Google Speech Commands

Google’s Speech Commands Dataset

The Speech Commands Dataset has 65,000 one-second long utterances of 30 short words, by thousands of different people, contributed by members of the public through the AIY website. It’s released under a Creative Commons BY 4.0 license.

More info about the dataset can be found at the link below:

https://research.googleblog.com/2017/08/launching-speech-commands-dataset.html

AIY website for contributing recordings:

https://aiyprojects.withgoogle.com/open_speech_recording

Tutorial on creating a word classifier:

https://www.tensorflow.org/versions/master/tutorials/audio_recognition

class pyroomacoustics.datasets.google_speech_commands.GoogleSample(path, **kwargs)

Bases: AudioSample

Create the sound object.

Parameters
  • path (str) – the path to the audio file

  • **kwargs – metadata as a list of keyword arguments

data

the actual audio signal

Type

array_like

fs

sampling frequency

Type

int

plot(**kwargs)

Plot the spectogram

class pyroomacoustics.datasets.google_speech_commands.GoogleSpeechCommands(basedir=None, download=False, build=True, subset=None, seed=0, **kwargs)

Bases: Dataset

This class will load the Google Speech Commands Dataset in a structure that is convenient to be processed.

basedir

The directory where the Speech Commands Dataset is located/downloaded.

TO BE DONE
A) In the Speech Commands documentation page, rewrite the paragraph beginning "The Speech Commands Dataset has 65,000" as a short bulleted list that keeps its main facts.
B) According to the Speech Commands documentation page, what is the base class of GoogleSpeechCommands?
The items are not used in any of the work on the Speech Commands documentation page.

[Location annotation dataset excerpts]

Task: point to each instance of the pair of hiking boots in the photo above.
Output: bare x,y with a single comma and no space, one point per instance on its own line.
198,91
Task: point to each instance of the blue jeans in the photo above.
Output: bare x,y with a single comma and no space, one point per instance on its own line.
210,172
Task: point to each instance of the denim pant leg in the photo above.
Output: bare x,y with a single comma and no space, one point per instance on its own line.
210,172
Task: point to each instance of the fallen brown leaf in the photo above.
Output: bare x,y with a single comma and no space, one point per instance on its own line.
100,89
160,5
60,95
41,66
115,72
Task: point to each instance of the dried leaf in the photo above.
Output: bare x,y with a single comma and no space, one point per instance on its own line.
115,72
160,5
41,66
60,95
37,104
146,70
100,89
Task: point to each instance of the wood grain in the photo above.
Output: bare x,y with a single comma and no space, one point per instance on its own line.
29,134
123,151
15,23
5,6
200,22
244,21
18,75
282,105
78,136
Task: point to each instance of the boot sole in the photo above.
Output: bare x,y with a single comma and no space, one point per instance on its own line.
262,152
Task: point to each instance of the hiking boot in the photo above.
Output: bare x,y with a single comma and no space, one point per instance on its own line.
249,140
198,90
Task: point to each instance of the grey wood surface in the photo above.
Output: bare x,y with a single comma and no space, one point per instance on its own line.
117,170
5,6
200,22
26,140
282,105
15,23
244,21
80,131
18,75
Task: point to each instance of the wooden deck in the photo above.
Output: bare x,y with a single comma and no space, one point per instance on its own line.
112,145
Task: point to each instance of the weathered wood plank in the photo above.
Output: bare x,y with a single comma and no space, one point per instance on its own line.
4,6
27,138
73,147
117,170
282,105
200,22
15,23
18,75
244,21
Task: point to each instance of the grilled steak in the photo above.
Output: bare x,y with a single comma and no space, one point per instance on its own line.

---

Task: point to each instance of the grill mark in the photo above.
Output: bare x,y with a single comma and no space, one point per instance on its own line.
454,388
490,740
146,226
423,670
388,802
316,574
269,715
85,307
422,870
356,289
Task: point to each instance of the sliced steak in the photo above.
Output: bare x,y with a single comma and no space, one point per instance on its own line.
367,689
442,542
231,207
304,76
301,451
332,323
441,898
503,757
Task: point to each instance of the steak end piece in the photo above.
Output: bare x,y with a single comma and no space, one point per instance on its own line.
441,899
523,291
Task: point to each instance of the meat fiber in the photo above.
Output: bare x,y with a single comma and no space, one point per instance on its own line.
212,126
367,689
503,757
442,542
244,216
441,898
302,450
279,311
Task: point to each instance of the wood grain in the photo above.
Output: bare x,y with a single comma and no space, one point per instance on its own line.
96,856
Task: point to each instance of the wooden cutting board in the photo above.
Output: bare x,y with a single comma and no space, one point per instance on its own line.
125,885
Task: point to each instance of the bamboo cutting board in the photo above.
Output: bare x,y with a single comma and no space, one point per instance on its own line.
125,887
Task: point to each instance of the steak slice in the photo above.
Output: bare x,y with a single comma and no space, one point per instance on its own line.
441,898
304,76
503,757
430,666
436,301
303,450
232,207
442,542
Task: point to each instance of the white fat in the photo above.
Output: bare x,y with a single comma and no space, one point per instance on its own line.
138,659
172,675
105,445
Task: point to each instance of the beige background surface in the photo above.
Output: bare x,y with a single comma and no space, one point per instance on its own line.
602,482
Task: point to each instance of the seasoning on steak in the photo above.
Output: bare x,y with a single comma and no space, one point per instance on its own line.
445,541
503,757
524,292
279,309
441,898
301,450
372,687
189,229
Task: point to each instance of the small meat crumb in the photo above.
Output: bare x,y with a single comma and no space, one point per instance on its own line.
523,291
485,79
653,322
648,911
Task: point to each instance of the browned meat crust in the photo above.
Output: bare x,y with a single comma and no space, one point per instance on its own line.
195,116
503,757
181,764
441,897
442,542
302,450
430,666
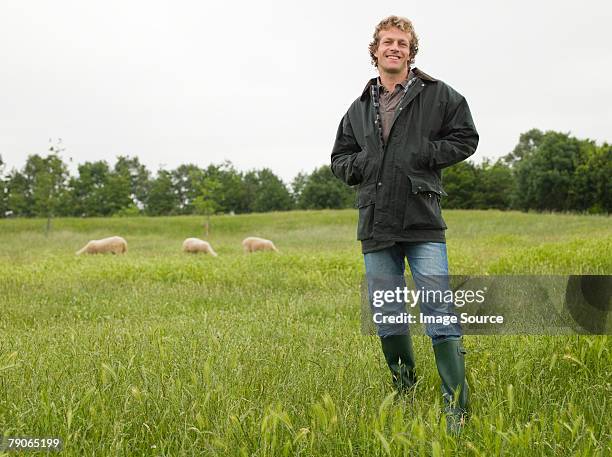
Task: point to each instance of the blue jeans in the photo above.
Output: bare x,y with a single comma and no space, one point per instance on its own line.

OUTPUTS
A)
- 65,000 utterances, each one second long
- 30 short words
- Recorded by thousands of different people
- Contributed by members of the public through the AIY website
- Released under a Creative Commons BY 4.0 license

B) Dataset